DEINE AUFGABE:
Gib alle folgenden Einträge wortgetreu wieder und lass dabei die Bilder weg.
++++ DATENSATZAUSZUG ++++
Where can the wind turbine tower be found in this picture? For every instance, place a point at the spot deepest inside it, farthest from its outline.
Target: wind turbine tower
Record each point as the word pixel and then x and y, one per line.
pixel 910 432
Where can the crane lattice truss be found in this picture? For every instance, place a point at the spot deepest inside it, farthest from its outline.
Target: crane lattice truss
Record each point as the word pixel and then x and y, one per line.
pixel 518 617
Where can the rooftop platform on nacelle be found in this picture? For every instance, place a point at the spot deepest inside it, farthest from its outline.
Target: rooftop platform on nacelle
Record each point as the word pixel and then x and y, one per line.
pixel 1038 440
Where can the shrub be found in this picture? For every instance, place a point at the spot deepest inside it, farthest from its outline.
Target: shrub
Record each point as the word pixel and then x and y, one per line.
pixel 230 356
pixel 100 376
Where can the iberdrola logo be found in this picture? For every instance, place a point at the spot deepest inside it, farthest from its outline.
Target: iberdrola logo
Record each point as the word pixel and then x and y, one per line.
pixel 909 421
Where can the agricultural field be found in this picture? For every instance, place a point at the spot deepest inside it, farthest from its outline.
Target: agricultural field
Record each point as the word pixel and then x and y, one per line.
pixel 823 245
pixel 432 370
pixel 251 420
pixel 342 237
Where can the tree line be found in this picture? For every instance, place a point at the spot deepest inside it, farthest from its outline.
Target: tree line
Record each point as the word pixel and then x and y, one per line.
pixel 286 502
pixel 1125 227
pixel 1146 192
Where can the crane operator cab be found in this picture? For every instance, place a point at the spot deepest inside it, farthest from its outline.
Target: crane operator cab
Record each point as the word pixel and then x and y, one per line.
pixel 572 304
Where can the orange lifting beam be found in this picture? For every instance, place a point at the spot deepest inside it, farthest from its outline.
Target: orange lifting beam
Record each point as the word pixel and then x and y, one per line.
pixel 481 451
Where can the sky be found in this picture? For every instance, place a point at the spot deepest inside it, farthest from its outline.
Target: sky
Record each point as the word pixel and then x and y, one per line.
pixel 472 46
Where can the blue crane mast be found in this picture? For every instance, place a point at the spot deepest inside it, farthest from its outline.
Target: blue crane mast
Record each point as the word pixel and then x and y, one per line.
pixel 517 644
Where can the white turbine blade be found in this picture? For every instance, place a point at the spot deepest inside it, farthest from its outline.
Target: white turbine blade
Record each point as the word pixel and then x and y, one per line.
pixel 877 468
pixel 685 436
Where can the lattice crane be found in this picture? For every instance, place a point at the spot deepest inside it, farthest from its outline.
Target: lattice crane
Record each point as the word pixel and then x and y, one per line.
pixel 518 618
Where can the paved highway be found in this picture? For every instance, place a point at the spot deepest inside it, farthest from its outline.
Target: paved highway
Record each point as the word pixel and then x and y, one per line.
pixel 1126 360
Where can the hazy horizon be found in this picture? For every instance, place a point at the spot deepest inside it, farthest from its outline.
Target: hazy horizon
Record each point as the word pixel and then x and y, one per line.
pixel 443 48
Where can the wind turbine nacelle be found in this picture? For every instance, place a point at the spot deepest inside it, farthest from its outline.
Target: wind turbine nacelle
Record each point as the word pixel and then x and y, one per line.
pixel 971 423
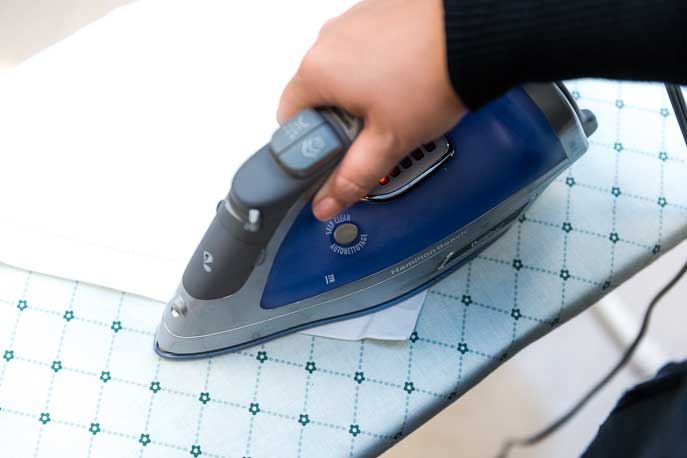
++++
ANTWORT ZUR ÜBUNG:
Where can the wind turbine tower be found in this picture? For every instance, place a point at the spot deepest inside it, farthest from its outline.
Target: wind turbine tower
Record each point as the word pixel and then x and y, one per line.
pixel 910 432
Where can the crane lattice truss be found in this picture? For every instance, place a point at the spot deepest inside it, farthest from its outline.
Target: crane lattice truss
Record each point as the word pixel and then x and y, one per line.
pixel 518 617
Where can the rooftop platform on nacelle be found in this picture? For every instance, place a point at the spot deepest inside it, farthest from its outline.
Target: rooftop platform on nacelle
Record each point as the word pixel and then x and y, one per line.
pixel 1038 440
Where can the shrub be found in this picture? For every instance, place a point at the spot deepest inside it, farthest from its outline.
Target: shrub
Record each point as the word pixel and then x and y, one per line.
pixel 230 356
pixel 100 376
Where can the iberdrola logo be found in this picture? For every instance, place a point at the spot deepest inside it, farthest from its outline.
Target: iberdrola logo
Record each point as the word pixel and then x and y, one per line.
pixel 909 421
Where can the agricultural field be found in this picture? For every instance, place a point at the spot deepest inside it, farthest from its outline.
Target: agricultural field
Record each point as the word pixel and then x and y, one per line.
pixel 823 245
pixel 432 370
pixel 251 420
pixel 342 237
Where can the tree line be found in this picture? For every instance, place a point at the spot deepest inside it, farthest from its outline.
Target: tree line
Record each point as the word pixel and then x and y, one per line.
pixel 286 502
pixel 1125 227
pixel 1146 192
Where can the crane operator cab be found in this picture? For every instance, place a point at the spot deepest inside it, farthest from its outline.
Target: crane operator cab
Record each point as the word pixel and then x and y, one per line.
pixel 572 304
Where can the orange lifting beam be found in this picture? For every instance, place a point at the spot deepest inside it, farthest from its outline.
Target: orange lifting beam
Record each point as the word pixel and then x and y, one per line.
pixel 481 451
Where can the sky be found in this picture? For every instance, place a point at the spot deepest inside it, farthest from its outline.
Target: sky
Record each point as the word pixel and then x and y, one per line.
pixel 472 46
Where can the blue crane mast be found in this picture? For every instance, place a point at the spot deepest inside it, farthest from its outline.
Target: blue crane mast
Record each point as the word pixel and then x and y, one per line.
pixel 517 644
Where can the white turbine blade be found in this picture? For every instance, place a point at the spot deepest inside it, farthest from its outline.
Target: white turbine blade
Record each point as the word pixel and then x and y, one per line.
pixel 877 468
pixel 685 436
Where can the lattice crane be found in this picture? For every instance, place a point at the spot deepest inside it, farthest from its outline.
Target: lattice crane
Record each point as the word pixel and then x and y, one per line.
pixel 518 618
Where can the paved highway be found in this picture? For every instance, place a point at the spot deepest inside it, farthest from its outline.
Target: paved highway
Record each point as the word pixel and then x and y, one per line.
pixel 1126 360
Where can the hazy horizon be found in this picture? For every instance, place a point at the spot deepest inside it, farthest from its outline.
Target: hazy horizon
Record each point as the word pixel and then x and y, one per line.
pixel 443 48
Where can the wind turbine nacelle be found in this picture? For every instance, place a point at the spot deepest inside it, farthest from its outline.
Target: wind turbine nacelle
Record each point as the word pixel and then x and y, one per line.
pixel 971 423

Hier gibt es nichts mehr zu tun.